EXERCISE TASK: Reproduce every one of the items below word for word, omitting all pictures from your reply.

[Shape labeling records]
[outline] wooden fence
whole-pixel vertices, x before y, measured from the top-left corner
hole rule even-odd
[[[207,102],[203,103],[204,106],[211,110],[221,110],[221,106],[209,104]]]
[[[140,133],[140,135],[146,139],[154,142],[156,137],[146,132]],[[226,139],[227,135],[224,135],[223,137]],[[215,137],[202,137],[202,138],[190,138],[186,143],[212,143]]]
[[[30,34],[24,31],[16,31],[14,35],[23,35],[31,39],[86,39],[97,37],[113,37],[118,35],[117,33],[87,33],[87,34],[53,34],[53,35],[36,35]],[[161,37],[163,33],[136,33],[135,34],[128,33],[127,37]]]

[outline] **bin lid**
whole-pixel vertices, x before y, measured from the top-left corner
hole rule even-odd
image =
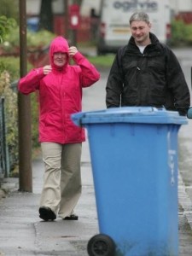
[[[96,123],[147,123],[186,125],[188,119],[177,111],[154,107],[121,107],[72,114],[79,126]]]

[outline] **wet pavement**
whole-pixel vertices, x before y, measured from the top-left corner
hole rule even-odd
[[[178,54],[189,83],[190,61],[183,59],[183,52]],[[84,90],[84,111],[106,108],[104,96],[108,72],[102,71],[101,81]],[[191,129],[192,122],[189,120],[189,125],[183,125],[178,133],[178,234],[179,255],[182,256],[192,253]],[[0,192],[0,256],[88,255],[87,242],[99,233],[88,140],[83,144],[83,193],[76,207],[79,221],[58,218],[47,223],[39,219],[38,210],[43,175],[44,166],[39,155],[32,161],[33,193],[19,192],[17,178],[4,179],[2,187],[9,192],[6,196]]]

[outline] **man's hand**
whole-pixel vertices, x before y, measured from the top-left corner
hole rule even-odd
[[[44,74],[48,74],[52,71],[52,67],[50,65],[46,65],[43,67],[44,69]]]

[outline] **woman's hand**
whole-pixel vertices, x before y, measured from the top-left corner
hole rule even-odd
[[[69,47],[68,54],[69,54],[70,57],[73,57],[77,52],[78,52],[78,49],[75,46]]]
[[[48,74],[52,71],[52,67],[50,65],[46,65],[43,67],[44,69],[44,74]]]

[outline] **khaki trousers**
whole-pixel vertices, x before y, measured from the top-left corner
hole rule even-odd
[[[45,172],[40,207],[64,218],[73,212],[81,195],[82,143],[42,143],[41,148]]]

COMPLETED EXERCISE:
[outline] wooden fence
whole-pixel vertices, x before y, measured from the top-left corner
hole rule even-odd
[[[207,102],[203,103],[204,106],[211,110],[221,110],[221,106],[209,104]]]
[[[140,133],[140,135],[146,139],[154,142],[156,137],[146,132]],[[226,139],[227,135],[224,135],[223,137]],[[215,137],[202,137],[202,138],[190,138],[186,143],[212,143]]]
[[[30,34],[24,31],[16,31],[14,35],[23,35],[31,39],[86,39],[97,37],[113,37],[118,35],[117,33],[87,33],[87,34],[53,34],[53,35],[36,35]],[[161,37],[163,33],[136,33],[135,34],[128,33],[127,37]]]

[outline] **bin lid**
whole-pixel vertices, x before y, measured from the top-left corner
hole rule even-odd
image =
[[[96,123],[147,123],[186,125],[188,119],[177,111],[154,107],[121,107],[72,114],[79,126]]]

[outline] **wet pavement**
whole-pixel vertices, x before y, measured from the top-left corner
hole rule even-odd
[[[178,54],[189,83],[190,61],[183,59],[183,52]],[[84,90],[84,111],[106,108],[104,96],[108,72],[102,71],[101,81]],[[191,129],[192,122],[189,120],[189,125],[183,125],[178,133],[178,234],[179,255],[182,256],[192,253]],[[0,192],[0,256],[88,255],[87,242],[99,233],[88,140],[83,144],[83,193],[76,207],[79,221],[58,218],[47,223],[39,219],[38,210],[43,175],[44,166],[39,155],[32,161],[33,193],[19,192],[17,178],[4,179],[2,187],[9,192],[6,196]]]

[outline] **man's hand**
whole-pixel vertices, x before y, measured from the top-left corner
hole rule even-odd
[[[44,74],[48,74],[52,71],[52,67],[50,65],[46,65],[43,67],[44,69]]]

[outline] **woman's hand**
whole-pixel vertices, x before y, measured from the top-left corner
hole rule even-odd
[[[69,47],[68,54],[69,54],[70,57],[73,57],[77,52],[78,52],[78,49],[75,46]]]
[[[48,74],[52,71],[52,67],[50,65],[46,65],[43,67],[44,69],[44,74]]]

[outline] **khaki trousers**
whole-pixel vertices, x before y, measured from the top-left corner
hole rule even-odd
[[[45,172],[40,207],[64,218],[73,212],[81,195],[82,143],[42,143],[41,148]]]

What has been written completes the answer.